Line filter on the word "Return": copy each matching line from the entries.

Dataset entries
____________________
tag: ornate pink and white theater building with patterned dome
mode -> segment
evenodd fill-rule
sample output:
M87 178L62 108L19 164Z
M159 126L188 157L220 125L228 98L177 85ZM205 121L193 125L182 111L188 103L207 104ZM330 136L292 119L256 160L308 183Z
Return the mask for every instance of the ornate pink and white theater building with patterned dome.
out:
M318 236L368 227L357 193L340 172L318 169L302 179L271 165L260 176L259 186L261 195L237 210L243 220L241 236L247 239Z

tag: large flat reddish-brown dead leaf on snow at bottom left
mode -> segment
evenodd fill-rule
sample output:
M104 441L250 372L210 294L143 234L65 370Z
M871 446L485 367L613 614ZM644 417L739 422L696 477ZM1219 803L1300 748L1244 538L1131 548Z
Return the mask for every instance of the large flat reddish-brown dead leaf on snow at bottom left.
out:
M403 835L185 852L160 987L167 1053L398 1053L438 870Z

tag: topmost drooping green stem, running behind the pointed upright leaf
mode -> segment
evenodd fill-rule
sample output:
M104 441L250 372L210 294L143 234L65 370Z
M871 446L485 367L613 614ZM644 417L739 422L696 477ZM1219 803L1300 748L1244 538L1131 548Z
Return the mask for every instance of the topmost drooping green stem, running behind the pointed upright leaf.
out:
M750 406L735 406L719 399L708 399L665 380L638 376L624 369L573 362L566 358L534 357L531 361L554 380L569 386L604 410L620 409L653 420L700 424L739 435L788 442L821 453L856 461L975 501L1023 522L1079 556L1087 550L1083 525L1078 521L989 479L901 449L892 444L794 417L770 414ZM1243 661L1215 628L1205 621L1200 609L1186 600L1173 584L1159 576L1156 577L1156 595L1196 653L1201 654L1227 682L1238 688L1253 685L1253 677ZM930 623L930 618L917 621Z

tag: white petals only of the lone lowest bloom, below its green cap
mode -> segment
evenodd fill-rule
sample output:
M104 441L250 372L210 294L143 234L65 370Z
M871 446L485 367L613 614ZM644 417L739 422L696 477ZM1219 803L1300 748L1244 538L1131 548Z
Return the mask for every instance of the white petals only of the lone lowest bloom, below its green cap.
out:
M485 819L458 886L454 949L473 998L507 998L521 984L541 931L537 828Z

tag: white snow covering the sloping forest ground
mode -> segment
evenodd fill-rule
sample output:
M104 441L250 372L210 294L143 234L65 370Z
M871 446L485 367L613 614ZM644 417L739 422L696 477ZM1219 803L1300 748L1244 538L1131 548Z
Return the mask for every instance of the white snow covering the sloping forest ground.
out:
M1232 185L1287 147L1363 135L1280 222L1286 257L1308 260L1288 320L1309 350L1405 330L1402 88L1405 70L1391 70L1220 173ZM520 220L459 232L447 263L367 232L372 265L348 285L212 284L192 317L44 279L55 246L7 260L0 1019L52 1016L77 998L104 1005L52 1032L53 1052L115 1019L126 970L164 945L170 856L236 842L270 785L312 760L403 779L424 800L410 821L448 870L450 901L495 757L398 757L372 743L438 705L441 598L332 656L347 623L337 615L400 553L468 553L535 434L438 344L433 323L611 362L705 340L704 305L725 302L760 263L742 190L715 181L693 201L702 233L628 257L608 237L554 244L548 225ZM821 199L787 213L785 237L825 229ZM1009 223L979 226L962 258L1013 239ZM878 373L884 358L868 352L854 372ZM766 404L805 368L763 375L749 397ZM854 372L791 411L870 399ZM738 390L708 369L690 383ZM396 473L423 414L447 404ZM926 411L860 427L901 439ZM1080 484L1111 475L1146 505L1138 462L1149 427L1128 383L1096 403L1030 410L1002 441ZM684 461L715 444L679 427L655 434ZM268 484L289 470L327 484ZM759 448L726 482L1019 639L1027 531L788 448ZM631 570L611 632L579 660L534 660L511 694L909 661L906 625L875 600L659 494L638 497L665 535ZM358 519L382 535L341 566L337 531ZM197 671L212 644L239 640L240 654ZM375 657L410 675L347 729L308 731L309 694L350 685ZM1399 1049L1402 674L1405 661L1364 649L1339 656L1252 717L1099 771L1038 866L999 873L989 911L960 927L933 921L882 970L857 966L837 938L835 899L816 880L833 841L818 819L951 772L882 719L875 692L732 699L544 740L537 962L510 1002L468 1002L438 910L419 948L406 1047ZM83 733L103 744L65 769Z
____________________
RESPONSE TO THIS EXERCISE:
Return the mask for every instance of the ornate pink and white theater building with patterned dome.
Return the mask for every instance of the large flat reddish-brown dead leaf on snow at bottom left.
Return the mask for every instance of the topmost drooping green stem, running behind the pointed upright leaf.
Return the mask for every instance of the white petals only of the lone lowest bloom, below its green cap.
Return the mask for every instance of the white snow covering the sloping forest ground.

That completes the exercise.